### THE PROBLEM
The lines to reproduce from the material below are those from the one containing "x=496, y=216" through the one containing "x=128, y=223", both included; write them out exactly and add nothing.

### INFORMATION SHOWN
BEGIN

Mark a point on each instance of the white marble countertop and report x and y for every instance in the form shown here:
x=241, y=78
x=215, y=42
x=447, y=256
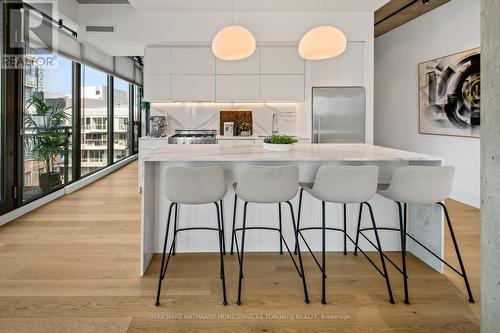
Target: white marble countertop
x=300, y=152
x=254, y=137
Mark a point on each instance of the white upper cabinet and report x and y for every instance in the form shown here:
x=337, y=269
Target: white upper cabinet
x=193, y=60
x=193, y=74
x=188, y=88
x=281, y=60
x=344, y=70
x=281, y=88
x=351, y=64
x=242, y=88
x=248, y=65
x=157, y=88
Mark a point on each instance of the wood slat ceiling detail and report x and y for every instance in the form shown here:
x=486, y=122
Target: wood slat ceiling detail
x=398, y=12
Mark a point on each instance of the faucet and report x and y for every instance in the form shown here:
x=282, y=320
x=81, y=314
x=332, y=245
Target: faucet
x=275, y=123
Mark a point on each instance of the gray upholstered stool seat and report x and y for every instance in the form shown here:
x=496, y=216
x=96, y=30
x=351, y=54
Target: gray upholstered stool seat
x=421, y=185
x=266, y=185
x=194, y=186
x=342, y=185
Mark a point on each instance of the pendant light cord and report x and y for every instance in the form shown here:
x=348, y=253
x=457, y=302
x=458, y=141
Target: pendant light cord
x=232, y=12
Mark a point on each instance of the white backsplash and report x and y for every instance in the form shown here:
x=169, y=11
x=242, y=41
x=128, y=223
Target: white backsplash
x=206, y=116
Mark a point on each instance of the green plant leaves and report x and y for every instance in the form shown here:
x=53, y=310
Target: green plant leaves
x=281, y=139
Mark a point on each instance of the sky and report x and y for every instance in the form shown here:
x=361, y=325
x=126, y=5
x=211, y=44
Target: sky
x=58, y=78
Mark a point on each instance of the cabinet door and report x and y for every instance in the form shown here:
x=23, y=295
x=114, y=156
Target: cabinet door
x=241, y=88
x=250, y=65
x=282, y=88
x=352, y=64
x=192, y=60
x=193, y=88
x=157, y=60
x=325, y=72
x=281, y=60
x=344, y=70
x=157, y=88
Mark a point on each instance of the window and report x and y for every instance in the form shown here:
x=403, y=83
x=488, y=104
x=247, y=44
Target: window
x=47, y=122
x=137, y=120
x=94, y=121
x=121, y=113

END

### ANSWER AREA
x=496, y=216
x=96, y=30
x=351, y=54
Target: gray upholstered stool seat
x=421, y=185
x=266, y=185
x=194, y=186
x=342, y=185
Mark a point on each instance of the pendant light cord and report x and y for every instance in the form shown here:
x=348, y=253
x=457, y=302
x=458, y=141
Target: pendant light cord
x=232, y=12
Mark a point on each instance of the white backsplash and report x and y for every instance in the form shown here:
x=169, y=11
x=242, y=41
x=128, y=223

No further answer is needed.